(Point annotation data)
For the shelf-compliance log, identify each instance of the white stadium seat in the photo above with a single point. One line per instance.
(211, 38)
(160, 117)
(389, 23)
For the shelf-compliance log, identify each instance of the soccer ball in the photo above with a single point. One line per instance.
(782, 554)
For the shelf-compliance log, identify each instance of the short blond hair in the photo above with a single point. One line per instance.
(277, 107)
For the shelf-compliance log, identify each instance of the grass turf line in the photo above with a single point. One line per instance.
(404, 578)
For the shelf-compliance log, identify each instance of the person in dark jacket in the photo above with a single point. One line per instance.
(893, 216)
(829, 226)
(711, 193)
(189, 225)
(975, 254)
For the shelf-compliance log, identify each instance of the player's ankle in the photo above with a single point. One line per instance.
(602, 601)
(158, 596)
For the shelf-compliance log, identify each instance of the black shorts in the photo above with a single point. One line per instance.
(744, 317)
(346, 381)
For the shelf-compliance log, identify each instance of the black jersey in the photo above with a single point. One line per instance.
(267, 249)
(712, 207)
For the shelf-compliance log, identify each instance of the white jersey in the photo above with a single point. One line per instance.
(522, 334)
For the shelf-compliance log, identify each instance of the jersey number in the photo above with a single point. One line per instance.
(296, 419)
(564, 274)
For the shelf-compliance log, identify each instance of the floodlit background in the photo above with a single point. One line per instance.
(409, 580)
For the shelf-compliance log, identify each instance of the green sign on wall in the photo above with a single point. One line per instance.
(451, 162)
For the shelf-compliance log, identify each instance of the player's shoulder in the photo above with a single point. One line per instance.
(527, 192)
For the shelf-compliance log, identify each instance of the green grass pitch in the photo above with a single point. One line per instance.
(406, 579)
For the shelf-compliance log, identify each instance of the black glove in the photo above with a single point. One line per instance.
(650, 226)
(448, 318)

_What you need to do_
Reproduce the listing above, changing every "shelf-compliance log" to "match-review log" and keeping all other text identical.

_Answer for the task_
For the match-review log, identify each instance of the white stadium seat in the photo above with a single point. One line per instance.
(211, 38)
(160, 117)
(389, 23)
For the match-review log, identify each instance of the soccer ball in the photo above with a single point. One line per instance.
(782, 554)
For the match-review log, identify each instance of the short blond hair in the photo above with a single point. One line per instance.
(277, 107)
For the match-review log, identify each instance of the grass turf line in the photo above with a single point. One line per instance.
(404, 578)
For the match-review log, identify each instance of the person in dark jacket in the photo above with a single point. One line per instance.
(893, 216)
(829, 226)
(711, 193)
(189, 225)
(975, 254)
For the match-review log, identify each instance of the player's ankle in the photo above with a single point. One line per instance.
(602, 601)
(158, 596)
For the match-review log, identify each instance of the black shorts in the photo above with a single point. One line per instance.
(744, 317)
(346, 381)
For the match-review log, identify each instance of the black jersey in the photo above with a single point. One line per instance.
(267, 249)
(712, 207)
For the match-review log, identify each instance of the white jersey in the photo above with a single point. One line per instance.
(522, 334)
For the match-review log, identify each instance of the jersey number in the photo above with a single point. One line per instance.
(296, 419)
(564, 274)
For the match-review log, identify each instance of the floodlit background in the photo above with a single point. One line per instance.
(409, 580)
For the match-review log, identify each instance of the green sign on wall in the photo above with a single point. One line per instance.
(451, 162)
For the match-review log, identify each instance of the player's shoulder in the photo above with a single point. One line per instance.
(527, 192)
For the match-review log, identify each instance of the green grass pitch in the photo above with a single point. One line per instance.
(406, 579)
For the match-review log, identify each instance of the black glove in the photo above with a single point. One line per instance.
(650, 226)
(448, 318)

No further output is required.